Directive: In the material below, swap "benchmark" for "test set" and change nothing else. Return only the lines from the one containing "of the white" up to and including the one containing "Target: fretboard", and omit the pictures.

Record list:
-- Begin --

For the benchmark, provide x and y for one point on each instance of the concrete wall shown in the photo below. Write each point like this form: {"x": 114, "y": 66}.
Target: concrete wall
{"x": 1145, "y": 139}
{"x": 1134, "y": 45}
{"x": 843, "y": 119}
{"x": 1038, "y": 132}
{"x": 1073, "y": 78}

-- End --
-- Begin --

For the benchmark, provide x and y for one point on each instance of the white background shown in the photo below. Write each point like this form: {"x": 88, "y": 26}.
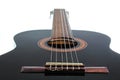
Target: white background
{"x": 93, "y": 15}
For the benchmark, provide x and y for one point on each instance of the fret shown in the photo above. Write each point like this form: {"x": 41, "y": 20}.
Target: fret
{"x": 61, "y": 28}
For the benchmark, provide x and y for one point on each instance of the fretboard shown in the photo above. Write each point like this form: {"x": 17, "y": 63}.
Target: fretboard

-- End --
-- Begin --

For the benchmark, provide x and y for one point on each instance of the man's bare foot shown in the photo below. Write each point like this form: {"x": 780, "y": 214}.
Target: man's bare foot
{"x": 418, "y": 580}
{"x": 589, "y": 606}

-- End --

Output below:
For the test set, provide x and y for one point on each instance of the white background shown in the photo below. Write each point like this form: {"x": 88, "y": 26}.
Target: white background
{"x": 93, "y": 15}
For the test set, provide x and y for one point on each instance of the fret shown in the photo above. Write each point like this form: {"x": 41, "y": 20}.
Target: fret
{"x": 61, "y": 28}
For the test set, provide x and y for one point on each instance of the fretboard shown in the photo above. Write each point like this form: {"x": 17, "y": 63}.
Target: fretboard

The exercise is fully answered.